● PROBLEM STATEMENT:
Report every line of the items below that contains the word "with". Case counts.

● THE DATA:
"""

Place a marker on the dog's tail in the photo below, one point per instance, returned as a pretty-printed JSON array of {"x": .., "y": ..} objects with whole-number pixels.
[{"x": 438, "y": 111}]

"""
"""

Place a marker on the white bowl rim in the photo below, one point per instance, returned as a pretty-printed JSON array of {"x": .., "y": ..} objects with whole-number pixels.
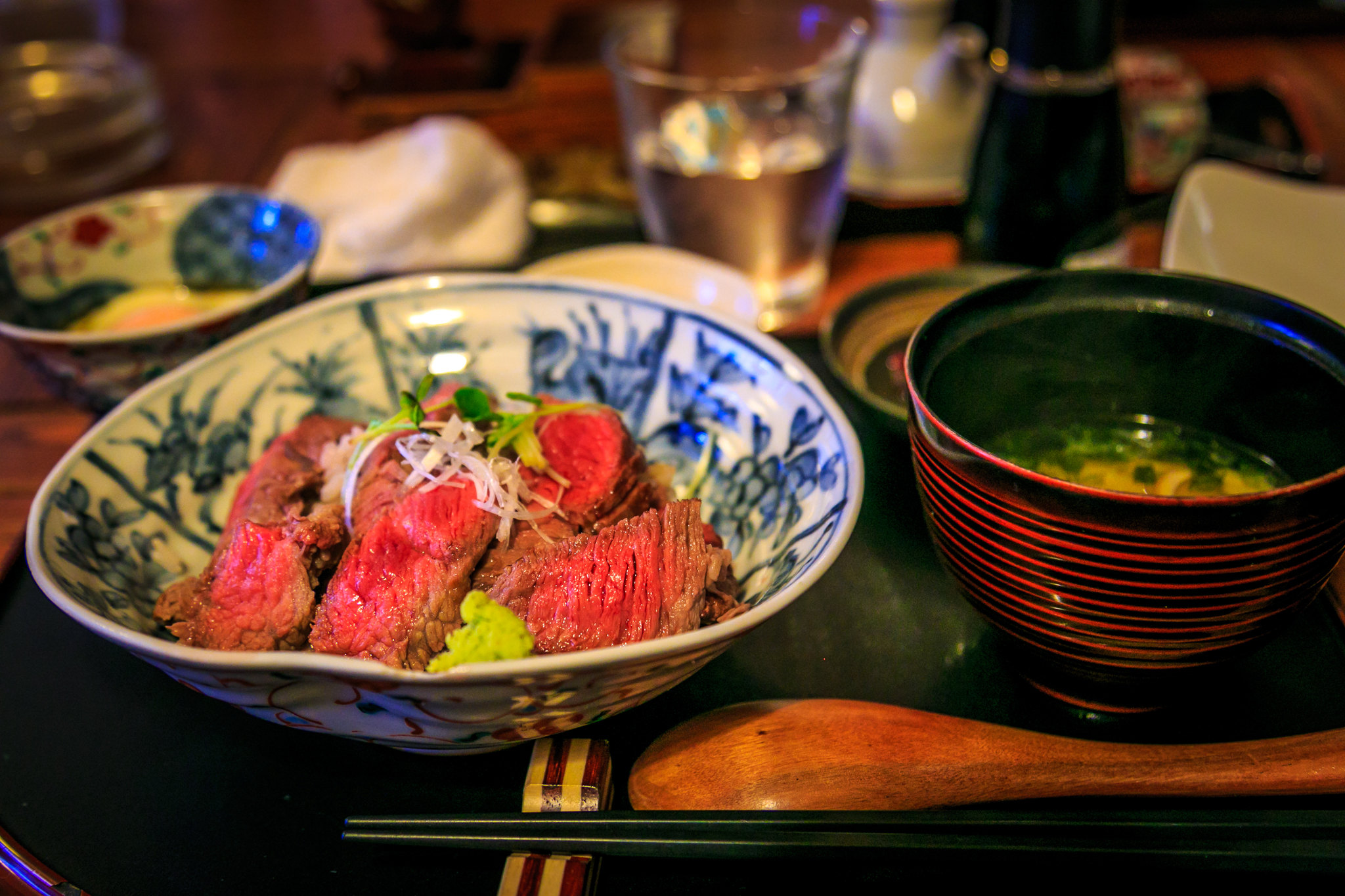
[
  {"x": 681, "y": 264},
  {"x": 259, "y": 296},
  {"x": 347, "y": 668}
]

"""

● REPLY TO THE TASK:
Place a marker on the dog's tail in the photo below, one point per instance, returned as a pretty-printed JSON array of {"x": .., "y": ..} objects with whole-number pixels.
Place a marker on the white bowl rim in the photo below, one point per instance, returned as a pretty-printed JSON array of {"x": .., "y": ..} objects with whole-number pixels.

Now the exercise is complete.